■ **Exercise passage**:
== == ==

Make this a family affair. Bring everyone together around the kitchen table, including the child with special needs, if he is able to participate. Let the conversation flow freely and just start taking notes; you can fine-tune later. Siblings have a different perspective from parents and are often able to think of important details that mom and dad would overlook.

Once you have your “short document” composed, share it with anyone who’s likely to need it in the future and keep a copy alongside your other important papers. Review and update it annually.

Over time, you can build on this foundation, and you may find it useful to cross-reference the bulleted list with specific pages in the full LOI that you’ll eventually create. A more complete LOI should capture your child’s history, preferences, the texture of daily life, and your aspirations for her future. Here’s a partial list of additional information to include:

  • Contact information for family members and friends
  • Complete medical history, including medical history of immediate family members
  • Description of current living situation and, if that will change when you are no longer the primary caregiver, your preference for alternative arrangements
  • Financial documents
  • Public benefits they are receiving—Medicaid, Medicare, SSI, SSDI. Include Social Security numbers for the child and both parents. Share tips for dealing with government bureaucracies.

== == ==

■ **Dataset excerpt**:
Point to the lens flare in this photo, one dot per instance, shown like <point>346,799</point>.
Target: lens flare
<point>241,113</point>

== == ==

■ **Exercise details**: Continue the passage about writing a letter of intent for a child with special needs, picking up after its final bullet on public benefits.

■ **Written response**:
  • Local agencies through which they receive services
  • Legal documents, such as advance directives
  • Educational history
  • Employment history
  • Food allergies, likes, and dislikes
  • Assistance required with personal care
  • Clothing sizes
  • Personality traits
  • Lessons learned and situations to avoid
  • Favorite things, and what the child finds upsetting
  • Social activities
  • Pets
  • Hopes for the future
  • How to discuss a parent’s death or incapacity

There are many sample LOIs available on the Internet, but I suggest that you use them with care. Each child is unique, and you’ll almost certainly find that these templates fail to address matters of importance to your child or contain sections that are inapplicable. Just cross out the irrelevant portions and, recognizing that this is your document, make any necessary additions.

The LOI is an intimate document, containing much information that only family members can provide. As my wife and I wrote in our own LOI, “How do we tell you all about our son…his life, how to talk to him and get along with him, as well as our hopes and dreams for his future…all in a few pages? Impossible…but here goes.”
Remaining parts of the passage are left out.